(Text under study begins)
| |
|
“I always knew that
coming back to school was what I was supposed to do,” says
Melissa Smith, 37, married and the mother of two.
“I knew that coming back to school was the only way I could get
the job I wanted.”
The job she’s always wanted is the job she’s doing now, working
at Hutcheson Medical Center in Ft. Oglethorpe in the Medical
Lab. Currently, she’s a student in Dalton State’s Medical
Laboratory Technician (MLT) program fulfilling course
requirements by performing unpaid rotations at the hospital, but
she hopes to be fully employed once she graduates this December.
“Every day when I go in to work, I just love it. I feel like I’m
doing something that I enjoy, which I haven’t always felt in
jobs that I’ve had before.”
Smith, a graduate of the Walker Public School System, attended
Dalton State when she was a recent high school graduate in the
early 1990s, but she didn’t feel as if she had found her life’s
direction at the time.
“I left school after a while and began waitressing and
bartending,” she says. “It’s not something I ever wanted to do,
but that’s the way life worked out. Years later, I wanted to get
back into something I really liked that I could earn a living
doing.”
Her road to self discovery included remembering how much she’d
enjoyed classes like microbiology during her first go-round in
college.
“A long time ago, I took a microbiology class and loved it. And
then I took other classes that were similar and found that I
loved those, too.” |

|
What Smith particularly loves, she says, is “figuring out why a
patient is sick.” “When I can find out what’s wrong, what’s
going on with the patient, it makes me really happy. So many
people come into the hospital and end up having their blood
drawn, and samples are then taken to the lab. They don’t
understand what’s going on sometimes. I like being involved in
the process.”
(Text under study ends)
(Records shown begins)
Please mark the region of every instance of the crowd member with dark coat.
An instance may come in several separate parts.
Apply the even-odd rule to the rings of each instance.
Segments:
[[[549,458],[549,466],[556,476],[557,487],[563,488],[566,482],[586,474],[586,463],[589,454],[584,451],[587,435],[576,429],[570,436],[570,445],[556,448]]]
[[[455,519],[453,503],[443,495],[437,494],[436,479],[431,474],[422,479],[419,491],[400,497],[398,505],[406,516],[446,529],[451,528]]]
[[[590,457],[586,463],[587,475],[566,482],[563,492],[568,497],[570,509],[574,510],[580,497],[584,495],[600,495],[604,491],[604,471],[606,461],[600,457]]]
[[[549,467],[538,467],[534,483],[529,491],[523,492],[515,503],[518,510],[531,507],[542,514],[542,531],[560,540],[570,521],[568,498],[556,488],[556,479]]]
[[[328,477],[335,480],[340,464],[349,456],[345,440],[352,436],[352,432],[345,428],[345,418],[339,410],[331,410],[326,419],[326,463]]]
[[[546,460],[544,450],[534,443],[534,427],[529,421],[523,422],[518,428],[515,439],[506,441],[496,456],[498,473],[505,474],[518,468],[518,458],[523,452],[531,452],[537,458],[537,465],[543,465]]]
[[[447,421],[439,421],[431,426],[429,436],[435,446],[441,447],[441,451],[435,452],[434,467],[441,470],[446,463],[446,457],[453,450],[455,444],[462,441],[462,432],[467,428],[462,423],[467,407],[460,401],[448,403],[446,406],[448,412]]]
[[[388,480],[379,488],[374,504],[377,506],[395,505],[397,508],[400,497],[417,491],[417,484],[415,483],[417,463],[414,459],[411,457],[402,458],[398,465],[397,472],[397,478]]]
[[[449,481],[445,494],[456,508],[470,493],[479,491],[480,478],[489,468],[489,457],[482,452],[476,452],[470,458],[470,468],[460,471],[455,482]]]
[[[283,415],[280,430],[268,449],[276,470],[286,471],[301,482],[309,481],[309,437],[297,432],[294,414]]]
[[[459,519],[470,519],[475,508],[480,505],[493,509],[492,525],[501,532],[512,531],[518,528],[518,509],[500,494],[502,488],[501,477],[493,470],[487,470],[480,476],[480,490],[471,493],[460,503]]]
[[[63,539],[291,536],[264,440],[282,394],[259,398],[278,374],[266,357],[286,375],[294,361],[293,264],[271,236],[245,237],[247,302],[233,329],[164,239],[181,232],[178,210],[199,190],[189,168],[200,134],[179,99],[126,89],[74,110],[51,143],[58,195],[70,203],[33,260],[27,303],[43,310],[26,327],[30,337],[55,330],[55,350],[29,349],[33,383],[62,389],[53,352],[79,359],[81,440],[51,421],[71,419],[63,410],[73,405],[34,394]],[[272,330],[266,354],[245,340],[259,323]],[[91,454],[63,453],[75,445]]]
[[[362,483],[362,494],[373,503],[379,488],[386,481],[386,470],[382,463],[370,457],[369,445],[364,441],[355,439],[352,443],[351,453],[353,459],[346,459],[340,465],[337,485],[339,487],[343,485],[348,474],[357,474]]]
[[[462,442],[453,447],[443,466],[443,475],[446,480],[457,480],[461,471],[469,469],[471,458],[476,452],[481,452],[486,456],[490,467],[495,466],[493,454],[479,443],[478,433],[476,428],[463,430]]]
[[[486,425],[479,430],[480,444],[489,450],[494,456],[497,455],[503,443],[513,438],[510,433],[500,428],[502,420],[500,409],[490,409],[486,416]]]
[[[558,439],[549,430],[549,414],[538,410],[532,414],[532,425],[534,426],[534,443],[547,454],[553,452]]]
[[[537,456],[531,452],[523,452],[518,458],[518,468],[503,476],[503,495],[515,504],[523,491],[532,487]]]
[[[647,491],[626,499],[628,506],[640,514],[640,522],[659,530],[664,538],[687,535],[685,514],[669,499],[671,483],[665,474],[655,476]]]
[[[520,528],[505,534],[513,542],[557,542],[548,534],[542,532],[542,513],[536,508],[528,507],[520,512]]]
(Records shown ends)
(Records shown begins)
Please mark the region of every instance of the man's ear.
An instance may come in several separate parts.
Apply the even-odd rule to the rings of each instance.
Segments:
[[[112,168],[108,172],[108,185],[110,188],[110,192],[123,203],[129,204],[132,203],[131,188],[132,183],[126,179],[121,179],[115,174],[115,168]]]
(Records shown ends)
# [Task instructions]
- A) Answer these questions from the profile of Melissa Smith, one answer per line:
(i) At which hospital is Smith doing her unpaid rotations?
(ii) What work did she do after she left school?
(iii) Which class does she remember taking a long time ago and loving?
- B) Continue the profile of Melissa Smith from the point where it stops.
The material has no connection to the profile of Melissa Smith.

# [Exercise results]
- A)
(i) Hutcheson Medical Center in Ft. Oglethorpe
(ii) Waitressing and bartending
(iii) Microbiology

- B)
According to Doris Shoemaker, Education Coordinator of the MLT
Program at Dalton State, Smith is a stellar student, and she
praised Smith for receiving a $1,000 scholarship from the
American Society of Clinical Laboratory Sciences (ASCLS) and
Alpha Mu Tau.
“This is a very competitive scholarship, with not more than 10
given nationwide,” Shoemaker says. “It’s based on grades and
other factors, so we’re very proud of Melissa for receiving it.”
Smith says the scholarship is helping out at a time when the
economy is tough and when demands on her time are challenging as
well. As the mother of children aged six and three, Smith
juggles the responsibilities of home and clinical rotations,
which take place at the hospital on weekdays between 7:00 am and
3:00 pm.
During this series of clinical rotations, which began in July,
Smith will spend five weeks in hematology, four weeks in
chemistry, six weeks in microbiology, and five weeks in blood
banking. Once she graduates, she’ll be able to work in hospital
labs and clinics and for private industry as well, which often
hires MLTs to do quality control work on site.
Like Smith, Shoemaker finds the field of Medical Lab Technology
to be exciting and rewarding.
“Every day is different, every cell is different, every patient
is different,” remarks Shoemaker. “The phone is always ringing
in the lab, tests are being run continually. There’s always
something going on.”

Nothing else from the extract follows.